_YOUR TASK_:
Could you transcribe the records word for word, from their start through the line that contains "99,57,169,95", including both ends but omitting the pictures?

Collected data

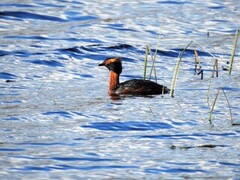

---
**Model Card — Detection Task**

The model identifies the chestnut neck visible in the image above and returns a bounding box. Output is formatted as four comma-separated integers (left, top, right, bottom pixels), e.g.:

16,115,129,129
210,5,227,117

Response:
108,71,119,95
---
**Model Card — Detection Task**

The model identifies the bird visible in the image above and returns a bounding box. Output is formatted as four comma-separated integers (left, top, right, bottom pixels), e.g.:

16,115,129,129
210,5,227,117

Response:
98,57,170,96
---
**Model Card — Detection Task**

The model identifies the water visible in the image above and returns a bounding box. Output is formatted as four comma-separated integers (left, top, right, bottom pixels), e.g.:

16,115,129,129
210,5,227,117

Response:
0,0,240,179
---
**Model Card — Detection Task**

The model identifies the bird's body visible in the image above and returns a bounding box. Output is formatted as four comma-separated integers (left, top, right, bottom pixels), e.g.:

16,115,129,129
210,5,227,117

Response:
99,57,169,95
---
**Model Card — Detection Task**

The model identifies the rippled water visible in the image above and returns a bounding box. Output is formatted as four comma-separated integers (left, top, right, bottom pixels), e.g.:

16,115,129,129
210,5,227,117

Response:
0,0,240,179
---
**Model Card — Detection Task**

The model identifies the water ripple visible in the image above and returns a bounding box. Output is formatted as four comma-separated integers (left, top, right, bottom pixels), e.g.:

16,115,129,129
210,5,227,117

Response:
82,121,173,131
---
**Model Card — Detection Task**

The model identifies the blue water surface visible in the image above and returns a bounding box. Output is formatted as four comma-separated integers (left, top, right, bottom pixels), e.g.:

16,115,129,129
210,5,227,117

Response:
0,0,240,179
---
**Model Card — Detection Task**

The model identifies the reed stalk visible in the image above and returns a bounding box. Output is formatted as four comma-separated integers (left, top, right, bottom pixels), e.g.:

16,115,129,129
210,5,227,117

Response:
207,78,212,106
222,89,234,125
208,90,220,124
170,41,193,97
143,44,149,80
209,88,234,125
229,29,240,75
212,59,218,78
149,46,157,82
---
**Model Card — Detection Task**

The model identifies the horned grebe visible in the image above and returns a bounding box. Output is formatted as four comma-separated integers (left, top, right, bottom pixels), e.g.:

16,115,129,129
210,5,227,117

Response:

_REPLY TO THE EXERCISE_:
---
**Model Card — Detection Task**

The model identifies the chestnut neck visible in the image above and returns a bounding box. Output is formatted as four comma-separated integers (left, top, right, bottom pixels), e.g.:

16,115,129,129
210,5,227,117

Response:
108,71,119,95
---
**Model Card — Detection Task**

The model identifies the bird visible in the image above and returns a bounding box. Output is formatted as four comma-separated integers (left, top, right, bottom pixels), e.g.:

16,115,129,129
210,5,227,117

Response:
98,57,170,96
---
**Model Card — Detection Task**

The model identifies the water visible in the image above and returns a bounding box. Output is formatted as four comma-separated integers (left, top, right, bottom pixels), e.g.:

16,115,129,129
210,5,227,117

Response:
0,0,240,179
---
**Model Card — Detection Task**

The model identifies the bird's body visible in the image above and returns a bounding box. Output is formatted as four comma-separated integers (left, top, right, bottom pixels), e.g.:

16,115,129,129
210,5,227,117

Response:
99,57,169,95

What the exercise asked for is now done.